Directions for this task
Pictures are not part of the answer. Return the lines from the one containing "Expected: for every instance of the white ornamental" through the end of the data, both included, exactly as they appear.

(Data listing)
* Start *

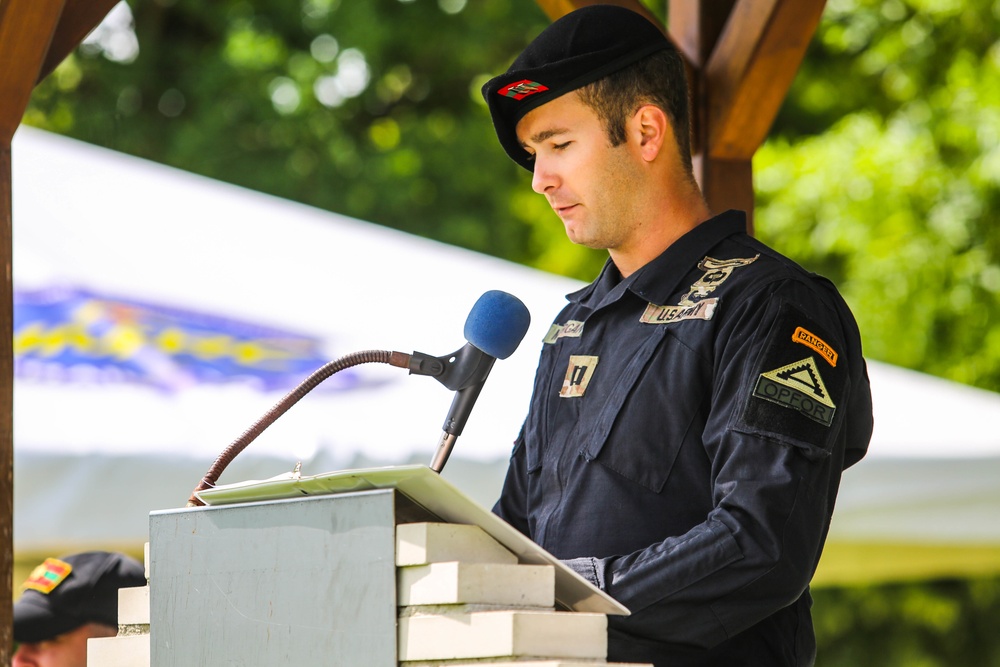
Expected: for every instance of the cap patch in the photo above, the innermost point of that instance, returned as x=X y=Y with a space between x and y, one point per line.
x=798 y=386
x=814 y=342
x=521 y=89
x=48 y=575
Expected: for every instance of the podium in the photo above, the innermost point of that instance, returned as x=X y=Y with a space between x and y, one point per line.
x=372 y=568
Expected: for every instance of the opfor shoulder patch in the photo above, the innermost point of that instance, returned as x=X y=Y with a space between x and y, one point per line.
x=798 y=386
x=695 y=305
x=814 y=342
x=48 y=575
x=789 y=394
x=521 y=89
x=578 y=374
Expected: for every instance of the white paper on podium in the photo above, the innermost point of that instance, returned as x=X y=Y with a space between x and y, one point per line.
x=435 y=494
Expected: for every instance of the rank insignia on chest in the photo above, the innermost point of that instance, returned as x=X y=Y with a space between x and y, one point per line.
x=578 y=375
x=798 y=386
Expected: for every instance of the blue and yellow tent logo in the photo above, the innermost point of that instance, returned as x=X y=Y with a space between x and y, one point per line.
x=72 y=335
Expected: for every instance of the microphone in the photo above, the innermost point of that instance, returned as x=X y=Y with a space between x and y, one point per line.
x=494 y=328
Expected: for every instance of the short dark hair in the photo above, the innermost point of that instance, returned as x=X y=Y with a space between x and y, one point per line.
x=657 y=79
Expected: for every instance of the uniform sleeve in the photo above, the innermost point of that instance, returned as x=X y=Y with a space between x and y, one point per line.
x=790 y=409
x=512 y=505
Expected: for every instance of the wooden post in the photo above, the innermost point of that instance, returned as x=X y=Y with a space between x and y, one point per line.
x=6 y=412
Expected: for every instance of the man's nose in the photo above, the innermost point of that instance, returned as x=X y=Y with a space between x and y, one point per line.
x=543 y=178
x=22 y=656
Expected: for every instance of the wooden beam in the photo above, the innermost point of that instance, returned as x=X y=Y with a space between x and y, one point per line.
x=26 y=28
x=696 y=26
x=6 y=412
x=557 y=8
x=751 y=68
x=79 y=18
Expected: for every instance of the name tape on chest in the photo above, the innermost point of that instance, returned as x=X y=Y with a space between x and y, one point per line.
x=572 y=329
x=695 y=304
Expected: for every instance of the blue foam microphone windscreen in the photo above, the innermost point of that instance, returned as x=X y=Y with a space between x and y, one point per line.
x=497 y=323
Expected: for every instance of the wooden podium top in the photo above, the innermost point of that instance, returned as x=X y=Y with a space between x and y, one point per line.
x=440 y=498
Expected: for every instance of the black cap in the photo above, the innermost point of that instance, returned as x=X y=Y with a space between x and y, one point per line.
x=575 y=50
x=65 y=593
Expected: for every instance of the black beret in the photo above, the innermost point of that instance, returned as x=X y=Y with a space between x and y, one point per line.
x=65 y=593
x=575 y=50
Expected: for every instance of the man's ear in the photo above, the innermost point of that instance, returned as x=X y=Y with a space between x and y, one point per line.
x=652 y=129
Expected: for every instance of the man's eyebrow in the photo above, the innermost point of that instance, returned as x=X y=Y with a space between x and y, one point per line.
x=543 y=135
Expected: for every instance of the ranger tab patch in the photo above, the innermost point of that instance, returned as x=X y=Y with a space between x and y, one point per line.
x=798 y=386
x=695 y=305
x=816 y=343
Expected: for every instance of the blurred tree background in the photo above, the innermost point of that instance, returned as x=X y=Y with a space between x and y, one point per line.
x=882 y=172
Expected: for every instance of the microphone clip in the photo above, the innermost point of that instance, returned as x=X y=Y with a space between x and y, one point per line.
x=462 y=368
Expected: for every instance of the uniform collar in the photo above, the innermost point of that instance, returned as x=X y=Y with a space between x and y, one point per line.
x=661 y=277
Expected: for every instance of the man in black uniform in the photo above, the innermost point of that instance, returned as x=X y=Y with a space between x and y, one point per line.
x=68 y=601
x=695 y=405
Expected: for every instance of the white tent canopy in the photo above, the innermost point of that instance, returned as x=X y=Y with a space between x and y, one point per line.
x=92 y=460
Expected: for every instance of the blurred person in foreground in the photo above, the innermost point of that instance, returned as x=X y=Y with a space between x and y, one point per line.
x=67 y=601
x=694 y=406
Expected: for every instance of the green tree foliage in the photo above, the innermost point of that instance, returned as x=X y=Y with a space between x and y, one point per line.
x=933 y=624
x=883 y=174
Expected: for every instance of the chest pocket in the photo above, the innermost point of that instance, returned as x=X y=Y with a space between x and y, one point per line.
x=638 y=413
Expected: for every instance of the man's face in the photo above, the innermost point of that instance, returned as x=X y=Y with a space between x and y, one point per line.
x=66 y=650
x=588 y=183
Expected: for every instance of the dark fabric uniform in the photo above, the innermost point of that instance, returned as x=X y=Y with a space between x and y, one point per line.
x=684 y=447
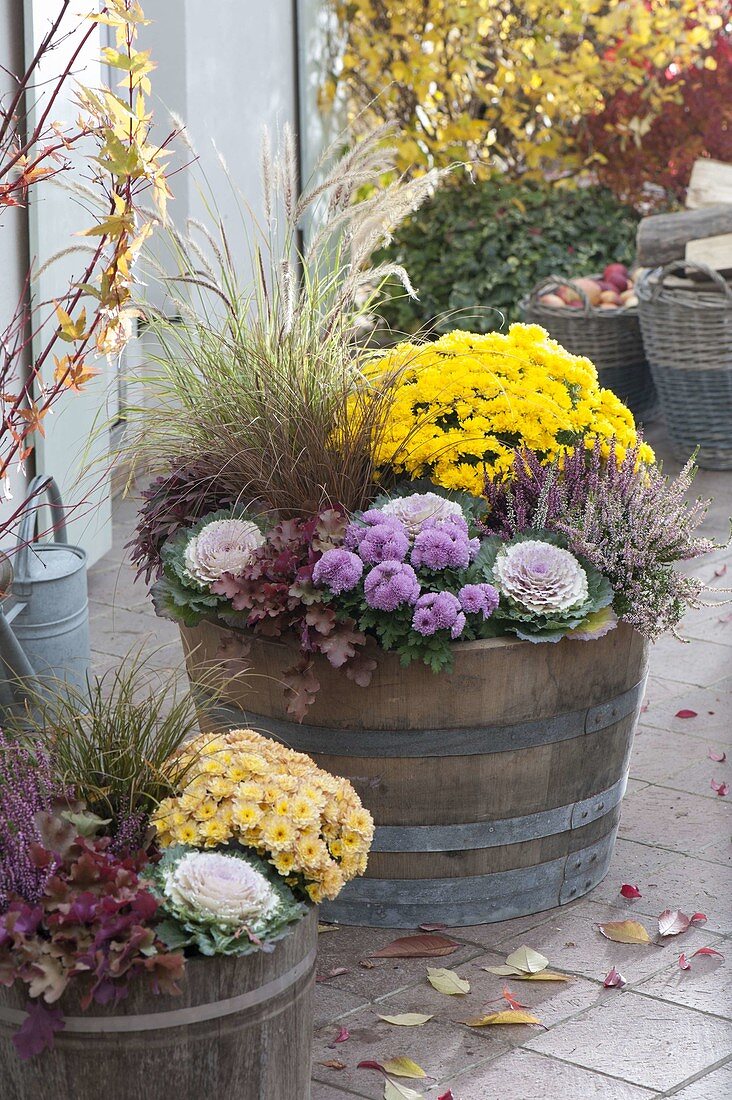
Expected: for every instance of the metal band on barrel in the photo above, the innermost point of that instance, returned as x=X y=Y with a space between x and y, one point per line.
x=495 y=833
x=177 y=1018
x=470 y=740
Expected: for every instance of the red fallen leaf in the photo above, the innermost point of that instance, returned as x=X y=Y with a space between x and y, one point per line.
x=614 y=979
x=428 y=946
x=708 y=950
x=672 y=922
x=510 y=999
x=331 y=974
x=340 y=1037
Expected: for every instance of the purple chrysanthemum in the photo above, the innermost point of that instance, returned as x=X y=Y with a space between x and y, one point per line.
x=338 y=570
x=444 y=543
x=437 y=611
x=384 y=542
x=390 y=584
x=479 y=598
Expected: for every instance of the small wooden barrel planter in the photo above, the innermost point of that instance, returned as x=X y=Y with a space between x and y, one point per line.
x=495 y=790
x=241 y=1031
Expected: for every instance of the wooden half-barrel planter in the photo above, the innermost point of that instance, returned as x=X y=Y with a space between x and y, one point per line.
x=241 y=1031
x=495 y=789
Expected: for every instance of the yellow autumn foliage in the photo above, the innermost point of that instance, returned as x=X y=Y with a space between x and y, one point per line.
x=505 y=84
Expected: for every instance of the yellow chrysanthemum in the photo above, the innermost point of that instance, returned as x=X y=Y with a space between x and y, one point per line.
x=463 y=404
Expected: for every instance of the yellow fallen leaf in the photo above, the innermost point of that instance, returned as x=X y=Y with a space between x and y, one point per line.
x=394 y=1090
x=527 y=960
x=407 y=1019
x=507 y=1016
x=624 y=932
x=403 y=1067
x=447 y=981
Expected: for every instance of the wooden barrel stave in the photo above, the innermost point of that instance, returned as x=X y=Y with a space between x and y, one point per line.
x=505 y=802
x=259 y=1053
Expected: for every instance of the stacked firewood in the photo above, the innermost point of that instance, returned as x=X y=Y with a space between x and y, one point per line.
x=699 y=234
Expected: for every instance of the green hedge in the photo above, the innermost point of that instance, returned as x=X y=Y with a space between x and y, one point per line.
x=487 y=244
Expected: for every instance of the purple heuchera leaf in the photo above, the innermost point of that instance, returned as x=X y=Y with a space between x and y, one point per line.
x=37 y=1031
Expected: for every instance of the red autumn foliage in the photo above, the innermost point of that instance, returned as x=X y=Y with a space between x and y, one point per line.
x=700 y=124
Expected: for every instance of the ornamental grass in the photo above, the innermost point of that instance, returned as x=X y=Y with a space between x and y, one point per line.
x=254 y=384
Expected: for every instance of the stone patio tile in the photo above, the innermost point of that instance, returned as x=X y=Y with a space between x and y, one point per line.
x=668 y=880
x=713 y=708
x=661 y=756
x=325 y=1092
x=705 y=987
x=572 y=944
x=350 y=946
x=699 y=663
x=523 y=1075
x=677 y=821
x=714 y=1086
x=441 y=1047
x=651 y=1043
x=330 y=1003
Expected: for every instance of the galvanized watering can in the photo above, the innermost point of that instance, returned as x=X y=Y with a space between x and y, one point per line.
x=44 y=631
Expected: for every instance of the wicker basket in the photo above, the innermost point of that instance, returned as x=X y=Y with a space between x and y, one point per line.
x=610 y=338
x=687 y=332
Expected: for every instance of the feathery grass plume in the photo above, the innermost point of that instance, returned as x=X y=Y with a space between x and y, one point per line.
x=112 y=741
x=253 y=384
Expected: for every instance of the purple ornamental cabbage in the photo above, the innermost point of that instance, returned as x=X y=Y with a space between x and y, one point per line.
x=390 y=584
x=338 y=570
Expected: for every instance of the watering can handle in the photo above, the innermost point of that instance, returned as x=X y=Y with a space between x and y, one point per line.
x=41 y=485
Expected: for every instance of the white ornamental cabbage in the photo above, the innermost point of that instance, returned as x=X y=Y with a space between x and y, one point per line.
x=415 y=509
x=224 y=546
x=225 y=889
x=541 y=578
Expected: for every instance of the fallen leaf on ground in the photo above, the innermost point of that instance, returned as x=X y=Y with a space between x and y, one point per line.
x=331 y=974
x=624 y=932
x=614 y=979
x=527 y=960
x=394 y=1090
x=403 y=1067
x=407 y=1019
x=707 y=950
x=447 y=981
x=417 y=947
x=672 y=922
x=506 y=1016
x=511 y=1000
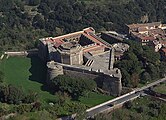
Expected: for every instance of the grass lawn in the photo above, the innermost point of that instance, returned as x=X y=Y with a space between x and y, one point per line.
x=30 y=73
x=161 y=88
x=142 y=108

* End *

Exercise result
Expected: for every instance of the white ornamental cabbage in the photo above, the innermost point of that instance, returned as x=X y=Y with a space between x and y, one point per line.
x=415 y=509
x=224 y=546
x=225 y=889
x=541 y=578
Expected: for every instance of the fallen leaf on ground in the photo above, the innermost point of that instance, returned as x=X y=Y with a space between x and y, one point per line.
x=331 y=974
x=624 y=932
x=614 y=979
x=527 y=960
x=394 y=1090
x=403 y=1067
x=407 y=1019
x=707 y=950
x=447 y=981
x=417 y=947
x=672 y=922
x=506 y=1016
x=511 y=1000
Expected: for every instance of the grass lawn in the photo above, the innermost point of that instance, returned as x=X y=Y with a space between x and y, one point per line.
x=30 y=73
x=161 y=88
x=142 y=108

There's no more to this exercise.